*Trecho do texto:*
══════════
Memória e cotidiano. Eliana Cavalcanti. Entre o céu e a terra


Meu pai


Entre o céu e a terra
                                                                              

                                                                Eliana Cavalcanti

                                                       

      Entrei às pressas no Teatro de Santa Isabel. Logo no saguão, fui recebida por um dos organizadores do festival, que me anunciou que tinha convites para mim, na bilheteria. E me perguntou: “Onde estão os outros?”. Ao que lhe respondi: “Estão chegando. É que eles foram para um hotel, enquanto que eu estou hospedada na casa de meu irmão, que fica mais perto daqui”. Esclarecendo: eu estava no Recife, vinda de Fortaleza com alguns dos nossos alunos que tinham se apresentado no palco do Teatro José de Alencar, numa seletiva para o “Passo de Arte”, concurso de dança que acontece todos os anos em São Paulo, na cidade de Indaiatuba.
         Estávamos eufóricos, pois, dos cinco alunos do Ballet Eliana Cavalcanti que se submeteram ao concurso, quatro haviam sido selecionados para a final do “Passo de Arte”, o segundo maior festival de dança do país, só perdendo para o de Joinville. Na bilheteria, uma moça muito simpática sugeriu-me não esperar pelos meus bailarinos, pois já ia ser dado o terceiro sinal. Ao me dirigir para a escadaria que dá acesso à plateia, um dos lanterninhas me informou que meu assento era mais em cima. Subi as escadas quase correndo, e outro lanterninha me acompanhou até um camarote localizado frontalmente ao palco, abriu a porta e, para surpresa minha, já havia um senhor bem instalado. Cumprimentamo-nos com as luzes já se apagando. E o espetáculo começou. Após uns dez minutos de coreografia, o meu pessoal chegou e se instalou, silenciosamente, no camarote do lado esquerdo. Comentei baixinho: Ué, ficamos separados!
        
Teatro Santa Isabel, Recife
Finda a primeira coreografia, eu ainda estava extasiada, quando o senhor me perguntou: “Você quer ler o programa?”. Agradeci e expliquei que já o tinha, pois havia assistido ao mesmo espetáculo, no dia anterior, em Fortaleza.  Do camarote da direita, um rapaz perguntou em tom de brincadeira: “Você está nos perseguindo?”. Em seguida, apresentou-se como cinegrafista responsável pelo material documental da Companhia. Começamos a conversar e lhe disse estar muito feliz com o nível da Companhia do Estado de São Paulo e que havia, em Fortaleza, trocado umas ideias com Iracity Cardoso, sua diretora, que eu já conhecia desde 1973, quando fizemos aulas juntas no Ballet Stagium. E o senhor, que até então se mantinha calado, interferiu na conversa, dizendo: “Interessante, pois em 1973 hospedei na minha casa, em São Paulo, a filha de um grande amigo meu daqui do Recife, e outra moça, também bailarina, que foram fazer um curso de férias no Stagium. Você conhece Helena Assunção Cavalcanti?”. E eu: “Conheço muito. O senhor sabe que a outra moça era eu?”. O homem ficou perplexo. “Você? Eu mal posso acreditar!”. Nisso, apagaram-se as luzes e nos endireitamos nas cadeiras para assistir a mais um trabalho.
══════════
*O que fazer:*
**a.** No relato sobre o Teatro de Santa Isabel, em que cidade acontece todos os anos o concurso "Passo de Arte"?
**b.** Segundo o relato sobre o Teatro de Santa Isabel, por que o programa oferecido pelo senhor no camarote foi recusado?
**c.** Devolva a parte do relato sobre o Teatro de Santa Isabel que começa em "Entrei às pressas" e termina em "cidade de Indaiatuba.".

(Registros de apontamento de objetos rotulados)
══════════
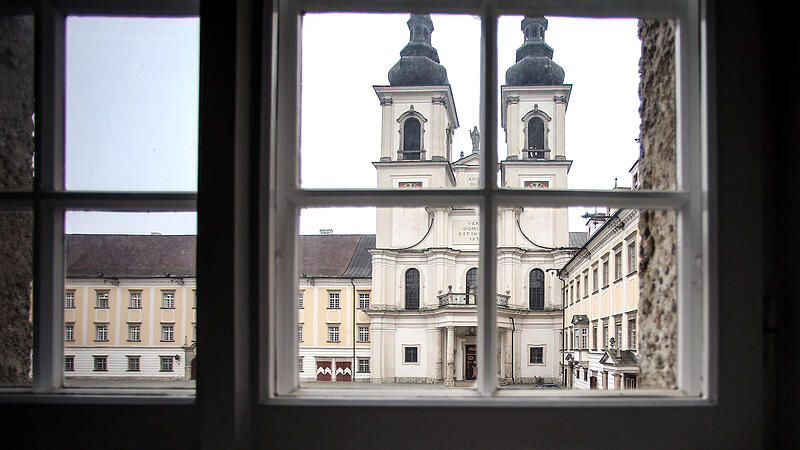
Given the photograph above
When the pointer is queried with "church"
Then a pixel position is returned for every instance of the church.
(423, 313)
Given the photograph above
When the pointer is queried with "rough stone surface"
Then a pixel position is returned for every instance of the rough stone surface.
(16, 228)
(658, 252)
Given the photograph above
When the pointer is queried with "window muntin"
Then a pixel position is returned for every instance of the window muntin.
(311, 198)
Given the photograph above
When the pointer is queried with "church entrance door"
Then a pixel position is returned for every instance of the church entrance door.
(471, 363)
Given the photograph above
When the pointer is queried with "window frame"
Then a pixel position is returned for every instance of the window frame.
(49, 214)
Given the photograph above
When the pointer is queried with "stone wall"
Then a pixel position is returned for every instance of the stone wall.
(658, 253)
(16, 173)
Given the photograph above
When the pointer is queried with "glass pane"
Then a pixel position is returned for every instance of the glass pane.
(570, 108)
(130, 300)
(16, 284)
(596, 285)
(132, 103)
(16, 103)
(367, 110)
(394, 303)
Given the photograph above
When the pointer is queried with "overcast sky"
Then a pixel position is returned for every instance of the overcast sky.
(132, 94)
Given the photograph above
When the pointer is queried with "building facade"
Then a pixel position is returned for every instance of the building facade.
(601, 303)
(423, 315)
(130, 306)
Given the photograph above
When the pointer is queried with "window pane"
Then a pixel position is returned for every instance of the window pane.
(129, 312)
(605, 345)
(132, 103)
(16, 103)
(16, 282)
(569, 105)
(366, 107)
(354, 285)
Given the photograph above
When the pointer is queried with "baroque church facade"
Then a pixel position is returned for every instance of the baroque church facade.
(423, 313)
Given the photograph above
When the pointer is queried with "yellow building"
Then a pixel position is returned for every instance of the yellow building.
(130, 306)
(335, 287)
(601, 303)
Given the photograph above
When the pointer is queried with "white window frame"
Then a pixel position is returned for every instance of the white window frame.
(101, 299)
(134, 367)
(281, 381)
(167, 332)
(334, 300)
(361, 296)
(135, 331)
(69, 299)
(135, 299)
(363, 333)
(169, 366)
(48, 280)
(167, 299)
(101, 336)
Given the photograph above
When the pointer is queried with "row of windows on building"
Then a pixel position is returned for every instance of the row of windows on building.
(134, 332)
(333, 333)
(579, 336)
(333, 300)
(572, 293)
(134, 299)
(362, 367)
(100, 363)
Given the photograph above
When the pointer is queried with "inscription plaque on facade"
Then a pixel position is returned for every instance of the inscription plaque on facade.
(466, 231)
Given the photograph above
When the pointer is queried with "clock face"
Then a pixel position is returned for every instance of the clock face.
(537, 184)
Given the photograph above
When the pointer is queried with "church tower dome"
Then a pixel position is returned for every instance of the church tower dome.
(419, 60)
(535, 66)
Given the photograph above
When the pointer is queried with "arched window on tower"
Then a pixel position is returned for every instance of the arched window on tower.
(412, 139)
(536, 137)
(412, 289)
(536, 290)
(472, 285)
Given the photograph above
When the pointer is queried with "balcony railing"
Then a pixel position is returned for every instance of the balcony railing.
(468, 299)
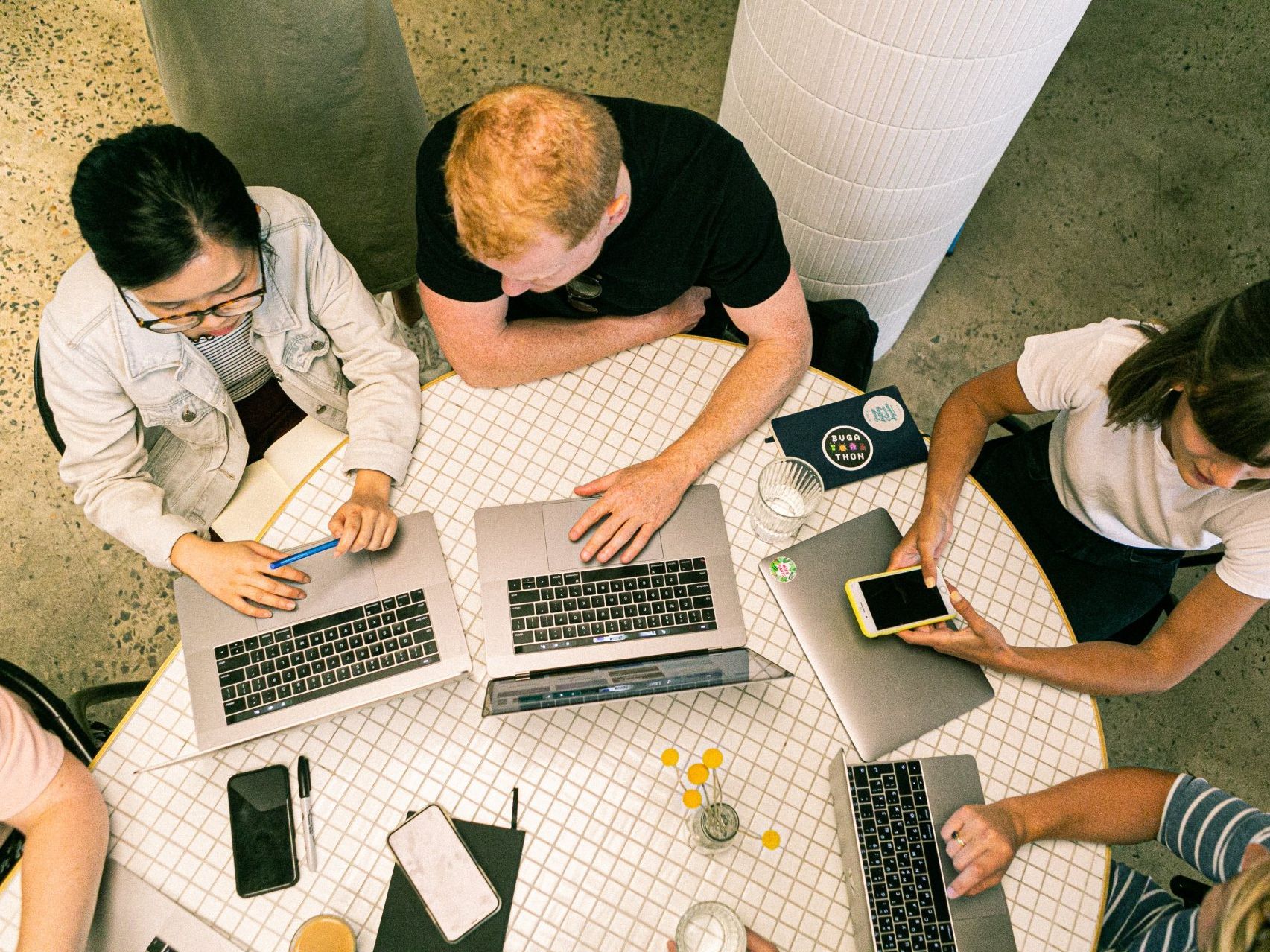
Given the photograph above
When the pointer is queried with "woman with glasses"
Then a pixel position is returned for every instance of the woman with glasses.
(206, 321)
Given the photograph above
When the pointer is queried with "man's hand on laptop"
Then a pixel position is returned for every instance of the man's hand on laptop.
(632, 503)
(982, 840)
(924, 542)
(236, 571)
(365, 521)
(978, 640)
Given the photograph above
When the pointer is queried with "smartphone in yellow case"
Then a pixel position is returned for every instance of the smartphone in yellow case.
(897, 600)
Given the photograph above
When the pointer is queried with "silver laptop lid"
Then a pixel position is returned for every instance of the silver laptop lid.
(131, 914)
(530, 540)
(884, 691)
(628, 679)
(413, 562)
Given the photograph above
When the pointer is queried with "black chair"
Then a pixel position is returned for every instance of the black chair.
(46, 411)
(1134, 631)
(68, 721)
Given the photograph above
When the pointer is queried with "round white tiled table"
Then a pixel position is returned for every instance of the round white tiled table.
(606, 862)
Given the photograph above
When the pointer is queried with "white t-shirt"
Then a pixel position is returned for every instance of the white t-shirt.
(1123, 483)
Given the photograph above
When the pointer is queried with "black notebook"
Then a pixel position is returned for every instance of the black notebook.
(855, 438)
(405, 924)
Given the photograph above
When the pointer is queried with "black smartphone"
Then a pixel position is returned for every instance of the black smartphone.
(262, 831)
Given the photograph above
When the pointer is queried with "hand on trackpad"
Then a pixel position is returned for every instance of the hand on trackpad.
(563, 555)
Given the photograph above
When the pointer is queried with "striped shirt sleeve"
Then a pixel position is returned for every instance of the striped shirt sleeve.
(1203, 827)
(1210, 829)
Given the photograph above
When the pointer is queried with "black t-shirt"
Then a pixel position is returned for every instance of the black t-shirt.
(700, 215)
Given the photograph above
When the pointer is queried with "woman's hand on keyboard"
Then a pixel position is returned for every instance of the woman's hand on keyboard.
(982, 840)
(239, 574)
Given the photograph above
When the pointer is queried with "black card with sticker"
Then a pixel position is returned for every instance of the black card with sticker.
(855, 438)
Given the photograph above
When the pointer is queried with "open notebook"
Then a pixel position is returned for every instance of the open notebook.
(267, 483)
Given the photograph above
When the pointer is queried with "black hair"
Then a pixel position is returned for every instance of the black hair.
══════════
*Respostas por tarefa:*
**a.** Em Indaiatuba, em São Paulo.

**b.** Quem narra já tinha o programa, porque tinha assistido ao mesmo espetáculo no dia anterior, em Fortaleza.

**c.**
Entrei às pressas no Teatro de Santa Isabel. Logo no saguão, fui recebida por um dos organizadores do festival, que me anunciou que tinha convites para mim, na bilheteria. E me perguntou: “Onde estão os outros?”. Ao que lhe respondi: “Estão chegando. É que eles foram para um hotel, enquanto que eu estou hospedada na casa de meu irmão, que fica mais perto daqui”. Esclarecendo: eu estava no Recife, vinda de Fortaleza com alguns dos nossos alunos que tinham se apresentado no palco do Teatro José de Alencar, numa seletiva para o “Passo de Arte”, concurso de dança que acontece todos os anos em São Paulo, na cidade de Indaiatuba.